» **QUOTED PASSAGE**
* start *

Physical books to e-book

MosbyNeko · December 19, 2019, 6:50pm

For 1dollarscan, I believe you have to pay extra for OCR, unless you subscribe to one of their monthly membership plans, which include most of the bells and whistles for no additional cost (including the expedited scanning, if I remember right). The few times I’ve used them it came out to be less expensive and faster to sign up for the smaller membership plan, scan a few books, and then cancel it that same month. (I’d normally feel weird a little weird doing this, but they explicitly suggested it on their membership page, so )

I doubt they’re doing any manual editing at that price, but just to be clear, the output is always a PDF that includes scanned images of each page. If you include the OCR option, they embed the OCR data in the PDF so that you can search it, select text, etc. So even if there are mistakes in the OCR data, it doesn’t really affect readability, since you’re looking at an image of the original page, not the OCR’d text directly, if that makes sense?

I think they have a separate service where you can have them convert the OCR’d output to other text formats, but I’m not sure what the cost is. I’d assume anything involving manual editing would be a lot more expensive, though.

YukiPhoenix · December 19, 2019, 7:08pm

Yeah, that makes sense. I’ve done the same to PDFs with Acrobat Pro. Thanks for the info.

Yeah I would expect it would be much more expensive, but thought I’d at least ask.

* end *

» **ENTRIES SHOWN**

* start *

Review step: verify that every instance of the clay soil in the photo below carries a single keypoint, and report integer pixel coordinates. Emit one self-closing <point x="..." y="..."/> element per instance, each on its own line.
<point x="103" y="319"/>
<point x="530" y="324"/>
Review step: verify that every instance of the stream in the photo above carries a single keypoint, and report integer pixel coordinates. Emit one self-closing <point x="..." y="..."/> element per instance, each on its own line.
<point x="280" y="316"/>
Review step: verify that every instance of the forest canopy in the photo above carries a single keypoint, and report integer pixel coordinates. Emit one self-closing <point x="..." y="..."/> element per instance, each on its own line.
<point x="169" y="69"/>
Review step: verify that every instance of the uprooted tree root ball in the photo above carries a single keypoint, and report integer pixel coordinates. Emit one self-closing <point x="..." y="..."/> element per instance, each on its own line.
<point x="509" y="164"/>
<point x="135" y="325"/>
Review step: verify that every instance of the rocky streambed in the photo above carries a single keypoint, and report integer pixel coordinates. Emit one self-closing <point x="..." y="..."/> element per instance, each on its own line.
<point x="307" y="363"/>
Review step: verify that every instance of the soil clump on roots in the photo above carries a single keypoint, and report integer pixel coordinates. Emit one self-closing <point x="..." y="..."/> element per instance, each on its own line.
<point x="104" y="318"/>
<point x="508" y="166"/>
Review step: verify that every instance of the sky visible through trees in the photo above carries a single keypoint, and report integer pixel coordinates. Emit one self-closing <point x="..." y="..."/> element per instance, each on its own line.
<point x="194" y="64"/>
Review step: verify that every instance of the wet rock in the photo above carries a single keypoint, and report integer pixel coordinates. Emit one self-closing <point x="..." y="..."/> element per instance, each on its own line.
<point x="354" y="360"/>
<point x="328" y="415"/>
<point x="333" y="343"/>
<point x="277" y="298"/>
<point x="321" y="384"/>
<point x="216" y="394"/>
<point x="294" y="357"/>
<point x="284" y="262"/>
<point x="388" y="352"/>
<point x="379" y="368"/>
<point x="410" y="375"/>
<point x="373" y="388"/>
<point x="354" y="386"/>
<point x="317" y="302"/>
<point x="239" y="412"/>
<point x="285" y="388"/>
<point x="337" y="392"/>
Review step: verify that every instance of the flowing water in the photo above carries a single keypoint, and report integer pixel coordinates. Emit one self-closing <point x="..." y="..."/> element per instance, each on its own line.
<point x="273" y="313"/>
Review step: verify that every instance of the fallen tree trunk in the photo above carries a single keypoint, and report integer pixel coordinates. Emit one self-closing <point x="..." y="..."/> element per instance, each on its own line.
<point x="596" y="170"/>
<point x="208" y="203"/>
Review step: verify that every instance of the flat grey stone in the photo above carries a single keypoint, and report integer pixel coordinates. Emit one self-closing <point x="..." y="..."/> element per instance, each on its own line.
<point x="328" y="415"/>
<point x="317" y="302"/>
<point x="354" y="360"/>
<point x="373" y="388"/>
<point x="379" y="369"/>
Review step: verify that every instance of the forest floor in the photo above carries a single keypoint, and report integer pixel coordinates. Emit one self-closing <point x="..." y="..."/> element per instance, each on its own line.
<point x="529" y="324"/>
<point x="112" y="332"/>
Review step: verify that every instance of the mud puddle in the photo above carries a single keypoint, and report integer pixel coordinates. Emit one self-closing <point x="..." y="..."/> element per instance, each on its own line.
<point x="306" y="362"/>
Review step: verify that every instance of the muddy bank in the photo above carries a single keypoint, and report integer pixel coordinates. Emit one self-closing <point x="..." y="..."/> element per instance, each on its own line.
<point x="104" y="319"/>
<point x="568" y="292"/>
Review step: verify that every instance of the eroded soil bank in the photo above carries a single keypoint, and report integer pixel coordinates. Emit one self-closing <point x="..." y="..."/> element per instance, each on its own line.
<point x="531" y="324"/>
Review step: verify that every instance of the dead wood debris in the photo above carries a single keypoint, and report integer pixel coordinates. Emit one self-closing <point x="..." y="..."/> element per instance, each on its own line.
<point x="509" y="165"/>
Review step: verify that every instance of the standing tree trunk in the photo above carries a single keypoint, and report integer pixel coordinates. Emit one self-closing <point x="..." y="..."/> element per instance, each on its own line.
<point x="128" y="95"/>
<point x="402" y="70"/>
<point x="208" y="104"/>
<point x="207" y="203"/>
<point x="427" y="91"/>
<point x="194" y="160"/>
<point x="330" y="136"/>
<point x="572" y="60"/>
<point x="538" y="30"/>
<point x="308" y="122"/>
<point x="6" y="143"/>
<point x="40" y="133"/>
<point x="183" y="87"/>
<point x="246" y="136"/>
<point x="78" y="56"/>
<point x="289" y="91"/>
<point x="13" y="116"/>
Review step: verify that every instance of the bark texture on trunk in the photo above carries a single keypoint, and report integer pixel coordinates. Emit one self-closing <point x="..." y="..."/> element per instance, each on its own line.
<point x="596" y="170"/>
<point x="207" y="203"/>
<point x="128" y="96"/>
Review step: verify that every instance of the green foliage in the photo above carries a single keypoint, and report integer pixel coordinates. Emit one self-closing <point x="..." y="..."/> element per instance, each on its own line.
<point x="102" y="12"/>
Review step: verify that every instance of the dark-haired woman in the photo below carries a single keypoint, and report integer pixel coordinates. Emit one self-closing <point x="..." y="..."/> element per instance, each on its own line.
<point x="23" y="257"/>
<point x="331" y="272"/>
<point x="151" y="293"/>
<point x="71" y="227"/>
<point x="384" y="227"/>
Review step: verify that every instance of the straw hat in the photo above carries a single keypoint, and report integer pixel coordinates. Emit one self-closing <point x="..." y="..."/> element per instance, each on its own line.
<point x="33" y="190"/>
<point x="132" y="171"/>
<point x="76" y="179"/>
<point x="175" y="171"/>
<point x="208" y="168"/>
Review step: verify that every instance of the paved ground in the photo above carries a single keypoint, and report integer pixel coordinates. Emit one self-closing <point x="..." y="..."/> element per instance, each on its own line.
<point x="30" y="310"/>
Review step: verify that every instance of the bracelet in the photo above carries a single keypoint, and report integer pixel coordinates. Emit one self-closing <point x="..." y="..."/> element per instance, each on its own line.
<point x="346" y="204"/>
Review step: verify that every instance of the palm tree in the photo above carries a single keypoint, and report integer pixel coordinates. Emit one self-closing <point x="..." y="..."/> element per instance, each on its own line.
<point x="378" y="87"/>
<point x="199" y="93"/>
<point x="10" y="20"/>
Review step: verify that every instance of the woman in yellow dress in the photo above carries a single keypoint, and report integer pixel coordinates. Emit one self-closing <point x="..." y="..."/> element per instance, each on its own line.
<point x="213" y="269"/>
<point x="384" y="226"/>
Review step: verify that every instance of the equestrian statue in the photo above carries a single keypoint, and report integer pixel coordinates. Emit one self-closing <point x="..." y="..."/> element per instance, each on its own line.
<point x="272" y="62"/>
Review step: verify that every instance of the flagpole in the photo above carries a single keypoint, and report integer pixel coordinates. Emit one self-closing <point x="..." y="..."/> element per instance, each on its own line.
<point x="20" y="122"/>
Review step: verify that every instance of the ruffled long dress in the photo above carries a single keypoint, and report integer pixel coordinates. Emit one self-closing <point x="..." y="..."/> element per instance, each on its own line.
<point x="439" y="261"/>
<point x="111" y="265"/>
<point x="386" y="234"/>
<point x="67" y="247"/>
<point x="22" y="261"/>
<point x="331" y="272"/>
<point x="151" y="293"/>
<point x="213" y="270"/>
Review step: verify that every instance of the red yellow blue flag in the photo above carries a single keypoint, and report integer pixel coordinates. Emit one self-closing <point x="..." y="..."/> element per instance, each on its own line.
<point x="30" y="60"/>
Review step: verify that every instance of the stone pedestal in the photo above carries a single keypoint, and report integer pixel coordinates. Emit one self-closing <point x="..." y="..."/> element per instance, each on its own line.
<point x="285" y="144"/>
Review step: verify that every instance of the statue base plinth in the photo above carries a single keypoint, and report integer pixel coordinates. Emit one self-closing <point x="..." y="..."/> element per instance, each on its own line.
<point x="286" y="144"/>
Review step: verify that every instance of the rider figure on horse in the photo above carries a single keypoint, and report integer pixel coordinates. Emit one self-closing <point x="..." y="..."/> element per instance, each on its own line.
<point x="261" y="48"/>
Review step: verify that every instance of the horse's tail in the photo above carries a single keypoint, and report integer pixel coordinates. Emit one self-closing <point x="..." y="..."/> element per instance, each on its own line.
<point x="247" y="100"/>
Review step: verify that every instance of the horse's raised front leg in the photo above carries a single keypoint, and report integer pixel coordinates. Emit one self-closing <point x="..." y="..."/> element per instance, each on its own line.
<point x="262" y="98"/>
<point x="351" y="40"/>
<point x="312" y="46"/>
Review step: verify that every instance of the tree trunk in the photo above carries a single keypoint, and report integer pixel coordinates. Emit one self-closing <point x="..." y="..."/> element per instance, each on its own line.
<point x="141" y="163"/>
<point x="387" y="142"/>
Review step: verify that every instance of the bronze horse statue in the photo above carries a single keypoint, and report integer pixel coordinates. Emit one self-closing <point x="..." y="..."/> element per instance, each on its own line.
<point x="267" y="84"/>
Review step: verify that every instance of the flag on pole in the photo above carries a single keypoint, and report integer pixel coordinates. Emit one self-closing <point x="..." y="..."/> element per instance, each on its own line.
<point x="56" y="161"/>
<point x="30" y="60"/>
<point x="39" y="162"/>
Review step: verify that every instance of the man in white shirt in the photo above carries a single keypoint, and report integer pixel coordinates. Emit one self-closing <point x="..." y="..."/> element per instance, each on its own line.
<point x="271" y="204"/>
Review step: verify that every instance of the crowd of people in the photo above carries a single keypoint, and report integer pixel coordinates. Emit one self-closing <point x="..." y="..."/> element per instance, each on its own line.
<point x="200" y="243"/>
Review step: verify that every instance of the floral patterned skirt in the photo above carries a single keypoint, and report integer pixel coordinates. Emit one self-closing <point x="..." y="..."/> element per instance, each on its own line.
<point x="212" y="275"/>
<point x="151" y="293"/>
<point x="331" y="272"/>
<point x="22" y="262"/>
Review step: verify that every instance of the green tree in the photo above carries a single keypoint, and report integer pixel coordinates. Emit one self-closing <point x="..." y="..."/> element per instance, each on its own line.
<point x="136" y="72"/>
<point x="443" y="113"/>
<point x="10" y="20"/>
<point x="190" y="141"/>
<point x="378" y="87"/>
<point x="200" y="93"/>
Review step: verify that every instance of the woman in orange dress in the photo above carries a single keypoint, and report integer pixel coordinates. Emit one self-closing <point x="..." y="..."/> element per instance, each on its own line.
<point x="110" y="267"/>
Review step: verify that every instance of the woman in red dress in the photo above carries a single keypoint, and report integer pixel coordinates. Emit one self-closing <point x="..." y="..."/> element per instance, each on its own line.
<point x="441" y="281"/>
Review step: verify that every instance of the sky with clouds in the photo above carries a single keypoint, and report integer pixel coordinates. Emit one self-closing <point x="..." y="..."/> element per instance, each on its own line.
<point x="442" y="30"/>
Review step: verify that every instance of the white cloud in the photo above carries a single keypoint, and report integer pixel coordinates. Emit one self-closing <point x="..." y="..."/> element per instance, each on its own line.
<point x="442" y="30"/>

* end *

» **TO DO**
**1)** Condense the paragraph of the book-scanning thread beginning "I doubt they’re doing any manual editing" into a short list that keeps its main facts.
**2)** Carry on the book-scanning thread from its final post.
The material has no connection to the book-scanning thread.

» **ANSWERS TO THE EXERCISES**
**1)**
- Manual editing is unlikely at that price.
- The output is always a PDF containing scanned images of each page.
- With the OCR option, the OCR data is embedded in the PDF so it can be searched and its text selected.
- OCR mistakes hardly affect readability, because the reader sees an image of the original page rather than the OCR'd text.

**2)**
The normal service does sound very tempting at least for some of the books I don’t have much attachment to the physical copy.

Ncastaneda · December 23, 2019, 4:55pm

Well, the book is here… I mean, it was… then I thorn it apart… and then I started the scanning process.

I even realized my scanner has a document feeder (!!) now, though sadly been the book so small and the sheets so thin, I ended up using the flatbed anyways.

Now for the PDF OCR, Acrobat has brought some mixed results. The OCR itself for the most part is ok. Some mistakes when kanji strokes are too close to each other are there still, but actually the main issue is when replacing the image based characters with actual fonts, which was where my expectations were. Utter mess it turned to be! … japanese text with lines of text having different orientation (like the title of the book as a header in horizontal and then the paragraphs in vertical) alongside with furigana proved to be the doom for my aspirations of making the pdf into an e-book.

@koichi After watching the video from the japanese scan service company I was totally thrilled, since they mention doing the whole physical book to e-book service adjusted to specific devices even … sadly luck wasn’t with me on this one. The author is on the list of books they aren’t allowed to scan. …

So, PDF on a Kindle is how far I’ll get in this one. (that unless someone knows of a better tool to turn OCR pdf into e-books ).
I’m scanning the book by chapters, one each day. It’s not as difficult as I thought, though probably I won’t be repeating the experience.

koichi · December 23, 2019, 8:21pm

I wonder if you could send it to their other company 1dollarscan - out of Japan’s jurisdiction, though (assuming you’re in Japan) it’d be costly to send to the US just go get it scanned.

Or, how about an enterprising high school student looking for some UFO catcher money…?

Ncastaneda · January 8, 2020, 6:02pm

OK. A bit of an update with the project.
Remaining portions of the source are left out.